ENTRIES SUPPLIED:

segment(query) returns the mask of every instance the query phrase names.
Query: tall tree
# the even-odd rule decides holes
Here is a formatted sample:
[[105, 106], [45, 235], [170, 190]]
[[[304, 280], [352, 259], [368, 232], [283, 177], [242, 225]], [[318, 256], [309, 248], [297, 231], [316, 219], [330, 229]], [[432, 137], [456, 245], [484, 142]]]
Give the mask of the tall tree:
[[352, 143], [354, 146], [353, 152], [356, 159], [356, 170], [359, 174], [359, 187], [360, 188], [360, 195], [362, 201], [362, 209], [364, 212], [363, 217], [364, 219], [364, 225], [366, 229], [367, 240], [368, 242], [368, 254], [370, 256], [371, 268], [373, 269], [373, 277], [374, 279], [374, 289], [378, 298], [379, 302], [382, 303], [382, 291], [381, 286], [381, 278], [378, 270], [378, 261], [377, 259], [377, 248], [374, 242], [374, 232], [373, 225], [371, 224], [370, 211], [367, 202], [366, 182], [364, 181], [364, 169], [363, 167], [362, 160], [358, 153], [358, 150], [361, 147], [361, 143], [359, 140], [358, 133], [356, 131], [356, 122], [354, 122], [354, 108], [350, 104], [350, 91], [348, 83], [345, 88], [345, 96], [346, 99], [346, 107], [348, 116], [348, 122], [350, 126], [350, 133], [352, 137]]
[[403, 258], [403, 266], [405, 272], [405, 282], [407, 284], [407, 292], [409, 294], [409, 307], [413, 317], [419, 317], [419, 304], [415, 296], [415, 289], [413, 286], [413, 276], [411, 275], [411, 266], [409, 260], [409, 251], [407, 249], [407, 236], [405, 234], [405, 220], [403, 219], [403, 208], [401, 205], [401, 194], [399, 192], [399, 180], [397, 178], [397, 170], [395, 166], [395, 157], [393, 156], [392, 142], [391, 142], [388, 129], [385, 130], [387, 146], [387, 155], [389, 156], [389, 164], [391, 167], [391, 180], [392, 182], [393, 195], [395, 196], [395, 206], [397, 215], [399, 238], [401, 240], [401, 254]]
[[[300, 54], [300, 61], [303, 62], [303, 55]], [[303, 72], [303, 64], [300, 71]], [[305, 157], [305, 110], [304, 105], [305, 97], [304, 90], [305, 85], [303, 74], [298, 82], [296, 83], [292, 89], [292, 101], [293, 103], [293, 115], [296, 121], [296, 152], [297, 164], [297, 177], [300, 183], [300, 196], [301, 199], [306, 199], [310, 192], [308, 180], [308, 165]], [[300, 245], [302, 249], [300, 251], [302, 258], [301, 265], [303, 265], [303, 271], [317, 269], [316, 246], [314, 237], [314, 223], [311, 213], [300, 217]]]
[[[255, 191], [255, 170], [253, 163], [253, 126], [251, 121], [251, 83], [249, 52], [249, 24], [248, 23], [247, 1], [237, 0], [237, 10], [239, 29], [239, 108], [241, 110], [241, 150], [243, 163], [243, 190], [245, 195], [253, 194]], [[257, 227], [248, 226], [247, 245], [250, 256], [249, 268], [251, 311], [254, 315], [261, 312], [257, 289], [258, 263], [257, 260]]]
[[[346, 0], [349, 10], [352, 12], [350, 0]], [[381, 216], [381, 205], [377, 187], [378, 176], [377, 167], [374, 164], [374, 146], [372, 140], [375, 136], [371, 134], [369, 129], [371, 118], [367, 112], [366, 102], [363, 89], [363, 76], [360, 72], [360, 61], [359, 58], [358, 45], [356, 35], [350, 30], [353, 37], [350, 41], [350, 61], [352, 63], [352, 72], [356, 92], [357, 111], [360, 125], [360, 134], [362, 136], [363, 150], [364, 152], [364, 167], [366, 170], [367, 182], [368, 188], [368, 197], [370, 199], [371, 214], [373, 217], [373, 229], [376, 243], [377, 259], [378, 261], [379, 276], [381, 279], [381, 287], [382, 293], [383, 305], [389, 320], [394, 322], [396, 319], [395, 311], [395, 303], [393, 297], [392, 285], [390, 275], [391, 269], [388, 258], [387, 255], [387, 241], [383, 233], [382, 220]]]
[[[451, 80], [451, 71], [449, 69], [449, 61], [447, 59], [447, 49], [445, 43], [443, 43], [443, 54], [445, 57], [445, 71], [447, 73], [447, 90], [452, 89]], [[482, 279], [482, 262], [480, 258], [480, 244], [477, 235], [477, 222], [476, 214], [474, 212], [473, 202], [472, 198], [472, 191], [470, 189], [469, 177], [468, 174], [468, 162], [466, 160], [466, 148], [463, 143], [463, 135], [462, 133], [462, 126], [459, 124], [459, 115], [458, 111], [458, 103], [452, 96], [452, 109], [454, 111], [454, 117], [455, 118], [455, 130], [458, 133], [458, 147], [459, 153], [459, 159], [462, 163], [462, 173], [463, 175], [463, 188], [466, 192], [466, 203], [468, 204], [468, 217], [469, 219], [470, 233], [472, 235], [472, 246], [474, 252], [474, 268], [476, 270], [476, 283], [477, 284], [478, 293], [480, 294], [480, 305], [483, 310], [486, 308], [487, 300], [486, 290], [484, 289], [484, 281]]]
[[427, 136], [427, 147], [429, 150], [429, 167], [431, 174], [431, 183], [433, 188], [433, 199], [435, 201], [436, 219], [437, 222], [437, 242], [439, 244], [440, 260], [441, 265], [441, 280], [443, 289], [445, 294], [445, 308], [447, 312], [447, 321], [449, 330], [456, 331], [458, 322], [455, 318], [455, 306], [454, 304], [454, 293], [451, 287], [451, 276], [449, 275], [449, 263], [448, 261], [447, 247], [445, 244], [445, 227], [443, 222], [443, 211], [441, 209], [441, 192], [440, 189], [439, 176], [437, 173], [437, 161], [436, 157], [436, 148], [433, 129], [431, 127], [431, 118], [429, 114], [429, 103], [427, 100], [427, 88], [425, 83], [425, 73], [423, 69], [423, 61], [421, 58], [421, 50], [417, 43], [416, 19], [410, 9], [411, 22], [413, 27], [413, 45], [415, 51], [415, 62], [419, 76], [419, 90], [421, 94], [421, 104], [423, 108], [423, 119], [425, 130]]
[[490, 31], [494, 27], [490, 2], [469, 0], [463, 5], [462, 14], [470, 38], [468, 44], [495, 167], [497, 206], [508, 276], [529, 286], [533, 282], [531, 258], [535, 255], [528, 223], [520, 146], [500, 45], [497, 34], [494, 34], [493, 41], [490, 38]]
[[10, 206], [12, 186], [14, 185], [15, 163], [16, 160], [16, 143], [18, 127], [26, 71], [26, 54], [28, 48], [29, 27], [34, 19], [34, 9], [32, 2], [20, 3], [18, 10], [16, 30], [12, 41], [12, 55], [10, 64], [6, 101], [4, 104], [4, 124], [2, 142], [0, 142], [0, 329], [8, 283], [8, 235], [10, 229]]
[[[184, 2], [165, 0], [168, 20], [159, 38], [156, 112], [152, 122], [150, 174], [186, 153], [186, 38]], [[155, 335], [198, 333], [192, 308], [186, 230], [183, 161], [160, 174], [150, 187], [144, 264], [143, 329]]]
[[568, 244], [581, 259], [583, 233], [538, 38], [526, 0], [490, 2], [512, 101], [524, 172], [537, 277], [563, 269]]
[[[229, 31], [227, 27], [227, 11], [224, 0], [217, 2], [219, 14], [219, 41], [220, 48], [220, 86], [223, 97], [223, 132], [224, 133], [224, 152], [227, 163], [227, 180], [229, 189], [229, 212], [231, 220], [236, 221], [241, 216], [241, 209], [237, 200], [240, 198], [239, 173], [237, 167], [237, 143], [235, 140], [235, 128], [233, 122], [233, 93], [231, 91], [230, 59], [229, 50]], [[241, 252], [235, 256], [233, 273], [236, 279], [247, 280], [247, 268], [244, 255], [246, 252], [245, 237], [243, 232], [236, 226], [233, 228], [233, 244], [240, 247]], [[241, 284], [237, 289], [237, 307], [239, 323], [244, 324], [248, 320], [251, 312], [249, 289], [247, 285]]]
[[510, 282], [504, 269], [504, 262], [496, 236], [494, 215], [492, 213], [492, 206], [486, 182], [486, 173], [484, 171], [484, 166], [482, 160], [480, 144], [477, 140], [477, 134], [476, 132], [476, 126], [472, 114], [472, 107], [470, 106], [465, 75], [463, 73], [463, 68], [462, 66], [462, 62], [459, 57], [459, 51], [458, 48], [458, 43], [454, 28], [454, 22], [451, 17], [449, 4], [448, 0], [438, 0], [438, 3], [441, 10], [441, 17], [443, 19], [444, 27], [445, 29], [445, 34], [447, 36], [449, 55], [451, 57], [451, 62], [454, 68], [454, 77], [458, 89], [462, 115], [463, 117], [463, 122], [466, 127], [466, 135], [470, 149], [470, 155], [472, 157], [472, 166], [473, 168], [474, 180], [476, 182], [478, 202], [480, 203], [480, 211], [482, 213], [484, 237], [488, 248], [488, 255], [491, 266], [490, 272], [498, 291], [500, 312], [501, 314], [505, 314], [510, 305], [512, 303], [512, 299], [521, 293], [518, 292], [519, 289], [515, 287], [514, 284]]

STATED TASK: Return the lines of the entries verbatim, starting at the very first line and ending at the line that contains "133], [352, 137]]", with both of those lines included.

RESPONSE TO THIS EXERCISE:
segment(query) returns the mask of every instance the query phrase names.
Query: tall tree
# the even-odd rule decides holes
Here is a formatted sample:
[[105, 106], [45, 235], [170, 190]]
[[[304, 280], [352, 259], [368, 232], [283, 177], [242, 225]], [[318, 256], [309, 248], [297, 231], [316, 219], [330, 229]], [[432, 137], [456, 245], [484, 142]]]
Give the mask of the tall tree:
[[352, 143], [354, 146], [353, 152], [356, 159], [356, 170], [359, 174], [359, 187], [360, 188], [360, 195], [362, 201], [362, 209], [364, 212], [363, 217], [364, 219], [364, 225], [366, 229], [367, 240], [368, 242], [368, 254], [370, 256], [371, 268], [373, 269], [373, 277], [374, 279], [374, 289], [378, 298], [379, 302], [382, 303], [382, 291], [381, 286], [381, 278], [378, 270], [378, 261], [377, 259], [377, 248], [374, 242], [374, 232], [373, 225], [371, 224], [370, 211], [367, 202], [366, 182], [364, 181], [364, 169], [363, 167], [362, 160], [358, 153], [358, 150], [361, 147], [361, 143], [359, 140], [358, 133], [356, 131], [356, 122], [354, 122], [354, 108], [350, 104], [350, 91], [348, 83], [345, 88], [345, 96], [346, 99], [346, 107], [348, 116], [348, 122], [350, 126], [350, 133], [352, 137]]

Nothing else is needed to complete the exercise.